**Exercise details**
Rewrite every row below, changing "Give the mask" to "Return the mask" wherever it occurs and leaving everything else as it is.

[Recorded data]
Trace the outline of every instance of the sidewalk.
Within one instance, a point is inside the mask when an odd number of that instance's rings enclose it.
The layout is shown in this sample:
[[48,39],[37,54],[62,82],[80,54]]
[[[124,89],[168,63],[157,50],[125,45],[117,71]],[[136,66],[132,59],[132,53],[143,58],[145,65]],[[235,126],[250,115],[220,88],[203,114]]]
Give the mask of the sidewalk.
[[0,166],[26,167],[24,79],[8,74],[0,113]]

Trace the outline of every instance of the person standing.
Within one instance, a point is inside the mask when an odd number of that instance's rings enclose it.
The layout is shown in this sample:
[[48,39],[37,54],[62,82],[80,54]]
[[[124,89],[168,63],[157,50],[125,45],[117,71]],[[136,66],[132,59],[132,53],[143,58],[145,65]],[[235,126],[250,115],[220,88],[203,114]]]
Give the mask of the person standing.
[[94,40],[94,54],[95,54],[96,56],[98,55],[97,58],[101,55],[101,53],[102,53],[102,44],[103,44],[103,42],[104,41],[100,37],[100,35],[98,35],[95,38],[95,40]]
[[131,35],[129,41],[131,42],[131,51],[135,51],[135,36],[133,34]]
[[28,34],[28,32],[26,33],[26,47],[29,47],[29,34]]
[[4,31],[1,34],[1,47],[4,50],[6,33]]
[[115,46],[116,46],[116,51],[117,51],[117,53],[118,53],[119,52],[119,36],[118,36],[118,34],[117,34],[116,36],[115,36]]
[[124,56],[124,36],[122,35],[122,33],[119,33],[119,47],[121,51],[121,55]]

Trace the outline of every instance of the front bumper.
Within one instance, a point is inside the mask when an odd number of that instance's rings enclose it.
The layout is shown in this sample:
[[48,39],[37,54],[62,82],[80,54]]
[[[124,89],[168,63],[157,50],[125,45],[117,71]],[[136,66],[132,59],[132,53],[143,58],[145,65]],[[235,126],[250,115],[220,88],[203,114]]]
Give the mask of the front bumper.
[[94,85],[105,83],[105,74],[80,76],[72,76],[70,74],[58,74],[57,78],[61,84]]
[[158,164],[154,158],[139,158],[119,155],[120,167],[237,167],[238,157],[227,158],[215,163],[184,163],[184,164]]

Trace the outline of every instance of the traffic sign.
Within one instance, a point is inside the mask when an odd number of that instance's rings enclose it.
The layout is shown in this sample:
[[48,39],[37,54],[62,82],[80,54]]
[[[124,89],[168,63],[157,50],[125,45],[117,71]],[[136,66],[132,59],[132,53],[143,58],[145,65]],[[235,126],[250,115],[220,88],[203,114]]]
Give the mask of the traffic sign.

**Output for this exercise**
Trace the outline of every instance of the sidewalk.
Within one instance, a point is inside the mask when an odd number of that instance's rings enclose it.
The layout is shown in this sample:
[[48,39],[37,54],[62,82],[80,54]]
[[[124,89],[168,63],[157,50],[125,45],[117,71]],[[136,66],[132,59],[132,53],[143,58],[145,65]],[[235,126],[250,115],[220,88],[203,114]]]
Return the mask of the sidewalk.
[[0,166],[26,167],[24,79],[8,74],[0,113]]

Trace the outline of every instance of the person standing.
Within one instance, a point is inside the mask when an odd number of that instance's rings enclose it.
The layout is shown in this sample:
[[48,39],[37,54],[62,82],[80,54]]
[[[124,89],[168,63],[157,50],[125,45],[117,71]],[[136,66],[132,59],[132,53],[143,58],[145,65]],[[235,126],[250,115],[220,88],[203,114]]]
Return the mask of the person standing.
[[94,40],[94,54],[95,54],[96,56],[98,55],[97,58],[101,55],[101,53],[102,53],[102,44],[103,44],[103,42],[104,41],[100,37],[100,35],[98,35],[95,38],[95,40]]
[[131,35],[129,41],[131,42],[131,51],[135,51],[135,36],[133,34]]
[[28,34],[28,32],[26,33],[26,47],[29,47],[29,34]]
[[4,31],[1,34],[1,47],[4,50],[6,33]]
[[115,46],[116,46],[116,51],[117,51],[117,53],[118,53],[119,52],[119,36],[118,36],[118,34],[117,34],[116,36],[115,36]]
[[124,56],[124,36],[122,35],[122,33],[119,33],[119,47],[121,51],[121,55]]

Trace the outline of every instance of the front bumper.
Within one instance, a point is inside the mask when an odd number of that instance's rings enclose it.
The layout is shown in this sample:
[[48,39],[37,54],[62,82],[80,54]]
[[[124,89],[168,63],[157,50],[125,45],[117,71]],[[136,66],[132,59],[132,53],[143,58],[145,65]],[[235,126],[250,115],[220,88],[203,114]]]
Return the mask of the front bumper.
[[94,85],[105,83],[105,74],[80,76],[72,76],[70,74],[58,74],[57,78],[61,84]]
[[158,164],[154,158],[139,158],[119,155],[120,167],[237,167],[238,157],[227,158],[215,163],[184,163],[184,164]]

Trace the outline of every instance of the traffic sign.
Within one instance, a point is inside the mask when an odd number of that instance's rings enclose it.
The layout is shown in this sample:
[[48,39],[37,54],[62,82],[80,54]]
[[[124,89],[168,63],[157,50],[125,45],[117,71]],[[136,66],[132,59],[132,53],[143,58],[145,65]],[[235,126],[250,115],[220,88],[203,114]]]
Return the mask of the traffic sign.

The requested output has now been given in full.